# [Aim of the exercise]
Retype the whole listing exactly. Leave out pictures.
** Opening Information shown block **
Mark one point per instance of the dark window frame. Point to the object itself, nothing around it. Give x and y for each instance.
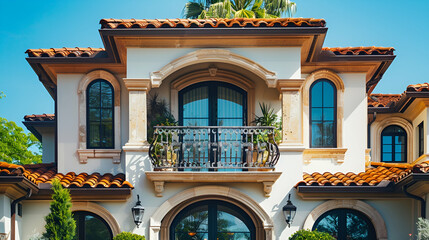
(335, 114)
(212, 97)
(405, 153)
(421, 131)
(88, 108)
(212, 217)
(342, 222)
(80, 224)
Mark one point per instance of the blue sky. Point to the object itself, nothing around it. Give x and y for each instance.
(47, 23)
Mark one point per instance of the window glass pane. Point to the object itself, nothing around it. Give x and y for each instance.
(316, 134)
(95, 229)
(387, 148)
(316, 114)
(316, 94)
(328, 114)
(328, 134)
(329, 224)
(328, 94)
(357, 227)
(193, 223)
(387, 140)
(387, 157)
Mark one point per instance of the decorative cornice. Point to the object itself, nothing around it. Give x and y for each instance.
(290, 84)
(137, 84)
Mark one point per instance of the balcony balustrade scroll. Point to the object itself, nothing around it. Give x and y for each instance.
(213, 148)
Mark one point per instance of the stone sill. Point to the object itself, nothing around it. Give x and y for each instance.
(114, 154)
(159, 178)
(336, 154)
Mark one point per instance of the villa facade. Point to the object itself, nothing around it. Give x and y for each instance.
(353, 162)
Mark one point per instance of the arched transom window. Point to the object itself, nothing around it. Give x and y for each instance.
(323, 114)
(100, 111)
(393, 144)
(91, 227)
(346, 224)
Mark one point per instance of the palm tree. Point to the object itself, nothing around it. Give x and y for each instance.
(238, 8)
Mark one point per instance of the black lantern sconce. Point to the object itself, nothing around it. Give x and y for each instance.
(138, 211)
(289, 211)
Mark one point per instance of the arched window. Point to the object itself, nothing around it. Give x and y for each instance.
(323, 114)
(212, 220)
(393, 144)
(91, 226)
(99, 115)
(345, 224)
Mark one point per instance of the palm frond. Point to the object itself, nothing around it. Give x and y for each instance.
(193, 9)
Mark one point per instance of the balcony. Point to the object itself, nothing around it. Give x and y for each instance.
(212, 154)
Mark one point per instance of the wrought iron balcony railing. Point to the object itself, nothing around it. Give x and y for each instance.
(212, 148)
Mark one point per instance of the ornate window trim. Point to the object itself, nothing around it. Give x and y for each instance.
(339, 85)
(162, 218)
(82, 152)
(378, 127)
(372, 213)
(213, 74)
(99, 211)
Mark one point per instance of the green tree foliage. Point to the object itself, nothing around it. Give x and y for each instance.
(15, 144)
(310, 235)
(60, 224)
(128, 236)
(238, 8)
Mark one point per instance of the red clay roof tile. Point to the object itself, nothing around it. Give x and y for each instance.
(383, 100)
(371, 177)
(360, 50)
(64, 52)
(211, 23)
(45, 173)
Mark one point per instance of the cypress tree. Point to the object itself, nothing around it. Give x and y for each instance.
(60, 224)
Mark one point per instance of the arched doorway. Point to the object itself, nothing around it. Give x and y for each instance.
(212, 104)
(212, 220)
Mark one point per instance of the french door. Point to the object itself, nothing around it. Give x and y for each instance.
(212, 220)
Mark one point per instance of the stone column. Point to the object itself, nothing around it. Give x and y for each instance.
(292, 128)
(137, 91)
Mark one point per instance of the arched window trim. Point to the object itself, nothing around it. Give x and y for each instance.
** Closing Information shown block **
# [Output]
Mark one point per instance of the dark window frame. Point to the object itself, nothing around it. Give x and y for each instance.
(335, 114)
(212, 97)
(405, 153)
(421, 131)
(88, 108)
(212, 217)
(342, 222)
(80, 224)
Mark one point per instance of the blue sky. Point to the object itself, nothing around it. Give x and y for each instance.
(47, 23)
Mark one point per instance of the window glass pane. Point to the object itself, nothing around it. Give x and y for each instance.
(316, 134)
(95, 229)
(387, 148)
(316, 114)
(316, 94)
(328, 114)
(328, 134)
(329, 224)
(328, 94)
(357, 227)
(193, 223)
(387, 140)
(387, 157)
Mark one point per instance of the decorative cornice. Point to the object itself, nothing around it. Give x and y for each instance.
(290, 84)
(137, 84)
Mark one point per instance of the balcony balustrade scroll. Point to the object itself, nothing around it. Give x and y for each instance.
(213, 148)
Mark one point per instance of the stone sill. Point to the object itself, nothing around it. Give x and y for each instance.
(114, 154)
(159, 178)
(336, 154)
Mark one point per instance of the villa facade. Point to the object itself, nothing around it. Give x and y for each instance.
(353, 162)
Mark one point per instance of the arched transom window. Point to the object itself, nothing around it. Give x and y for each instance.
(323, 114)
(100, 111)
(393, 144)
(91, 227)
(346, 224)
Mark one point per instance of the palm tree. Point to the object itself, nothing around it. Give x and y for each instance.
(238, 8)
Mark one point per instance of the black lantern sconce. Point to the object itself, nothing around it. Give x and y for each instance.
(138, 211)
(289, 211)
Mark one point per instance of the arched window. Point to the object itself, nothing around it. Give x and y for each instance.
(323, 114)
(212, 220)
(393, 144)
(91, 226)
(99, 115)
(345, 224)
Mark one point per instance of the palm frond. Point to the object itself, nothing around it. Give x and y for each instance.
(193, 9)
Mark one point per instance of the balcony. Point to the object itself, nothing around it. Give x and y for each instance.
(212, 154)
Mark one point per instance of the wrought iron balcony railing. Point to the object itself, nothing around it. Give x and y for each instance.
(212, 148)
Mark one point per instance of the ornate window trim. Point to the object itself, nothing around it. Give x and y for each instance.
(339, 85)
(162, 218)
(82, 152)
(378, 127)
(372, 213)
(213, 74)
(99, 211)
Mark one point per instance of the green tree foliage. Point to the object itself, nothing around it. Give x and y for each instance.
(15, 144)
(310, 235)
(60, 224)
(128, 236)
(238, 8)
Mark one point per instance of the red clay roof tile. Point to the object itself, nothing around it. Give x and y for each instance.
(383, 100)
(371, 177)
(360, 50)
(64, 52)
(211, 23)
(45, 173)
Mark one point per instance of the cypress tree. Point to the object itself, nothing around it. Give x and y for each instance.
(60, 224)
Mark one point per instance of the arched doorway. Point to the object itself, nothing around it. Give x and y for each instance.
(212, 104)
(212, 220)
Mark one point per instance of the french door. Point to the object itself, nothing around it. Give x and y for each instance.
(212, 220)
Mark one point per instance of the stone column. Point to the object itself, nothing around it. Give x and y for each instance.
(292, 128)
(137, 91)
Mark one point per instance of the arched window trim. Point to the object itself, nothing around it. Give x and y for each instance.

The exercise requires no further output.